- Task details
In the records below, count the lines that contain the string "grass". Reply with the number alone.

Entries for pointing and labeling
───

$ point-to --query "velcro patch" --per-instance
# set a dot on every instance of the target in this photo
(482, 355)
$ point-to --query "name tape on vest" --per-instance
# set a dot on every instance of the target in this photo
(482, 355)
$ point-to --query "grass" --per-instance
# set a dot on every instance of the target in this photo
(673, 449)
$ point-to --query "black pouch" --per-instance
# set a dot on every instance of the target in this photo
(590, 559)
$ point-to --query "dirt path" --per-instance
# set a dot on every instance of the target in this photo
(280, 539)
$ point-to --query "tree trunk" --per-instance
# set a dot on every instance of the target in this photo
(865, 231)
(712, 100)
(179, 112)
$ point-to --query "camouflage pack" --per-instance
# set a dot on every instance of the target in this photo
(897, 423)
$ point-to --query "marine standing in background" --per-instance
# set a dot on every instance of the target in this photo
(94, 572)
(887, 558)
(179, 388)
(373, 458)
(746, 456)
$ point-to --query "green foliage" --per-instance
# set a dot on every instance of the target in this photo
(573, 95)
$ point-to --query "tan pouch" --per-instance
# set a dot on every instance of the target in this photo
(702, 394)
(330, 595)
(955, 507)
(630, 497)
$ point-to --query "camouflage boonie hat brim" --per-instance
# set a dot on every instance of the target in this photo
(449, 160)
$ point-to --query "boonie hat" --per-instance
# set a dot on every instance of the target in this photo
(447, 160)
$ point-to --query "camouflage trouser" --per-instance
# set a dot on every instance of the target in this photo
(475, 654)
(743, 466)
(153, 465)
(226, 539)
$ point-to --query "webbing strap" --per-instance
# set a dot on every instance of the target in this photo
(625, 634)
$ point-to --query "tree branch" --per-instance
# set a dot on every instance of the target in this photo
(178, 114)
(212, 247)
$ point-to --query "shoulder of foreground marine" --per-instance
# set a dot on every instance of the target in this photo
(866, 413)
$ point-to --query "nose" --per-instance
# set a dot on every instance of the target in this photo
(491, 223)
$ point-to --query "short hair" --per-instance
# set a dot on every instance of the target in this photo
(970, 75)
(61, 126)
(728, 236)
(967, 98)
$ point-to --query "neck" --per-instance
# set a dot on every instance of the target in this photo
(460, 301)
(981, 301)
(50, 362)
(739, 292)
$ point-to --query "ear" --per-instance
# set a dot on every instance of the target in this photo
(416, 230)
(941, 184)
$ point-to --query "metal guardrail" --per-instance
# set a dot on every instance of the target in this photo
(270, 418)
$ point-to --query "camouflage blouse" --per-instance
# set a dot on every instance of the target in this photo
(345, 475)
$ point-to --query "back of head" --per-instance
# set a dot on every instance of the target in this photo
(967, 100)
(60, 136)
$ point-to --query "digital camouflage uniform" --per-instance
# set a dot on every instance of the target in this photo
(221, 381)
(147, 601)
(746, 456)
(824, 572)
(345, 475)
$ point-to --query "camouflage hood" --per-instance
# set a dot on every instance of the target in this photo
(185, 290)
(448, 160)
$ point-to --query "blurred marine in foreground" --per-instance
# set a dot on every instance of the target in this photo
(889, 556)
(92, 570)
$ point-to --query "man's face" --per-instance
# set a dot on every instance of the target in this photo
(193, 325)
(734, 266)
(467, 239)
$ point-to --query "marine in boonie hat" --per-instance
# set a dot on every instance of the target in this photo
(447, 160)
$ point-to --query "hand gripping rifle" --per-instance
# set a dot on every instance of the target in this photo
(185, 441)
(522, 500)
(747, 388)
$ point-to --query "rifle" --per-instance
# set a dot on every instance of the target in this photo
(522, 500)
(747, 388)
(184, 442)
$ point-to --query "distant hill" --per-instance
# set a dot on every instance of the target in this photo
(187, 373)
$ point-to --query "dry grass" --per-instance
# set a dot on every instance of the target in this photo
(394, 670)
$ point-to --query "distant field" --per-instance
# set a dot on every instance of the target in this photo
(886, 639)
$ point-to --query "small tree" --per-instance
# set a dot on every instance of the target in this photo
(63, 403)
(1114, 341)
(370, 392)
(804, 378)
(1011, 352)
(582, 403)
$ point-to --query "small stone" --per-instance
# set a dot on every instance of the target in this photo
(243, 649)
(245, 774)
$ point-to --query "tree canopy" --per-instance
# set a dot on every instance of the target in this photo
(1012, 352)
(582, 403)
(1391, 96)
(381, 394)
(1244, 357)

───

- Reply to the exercise
2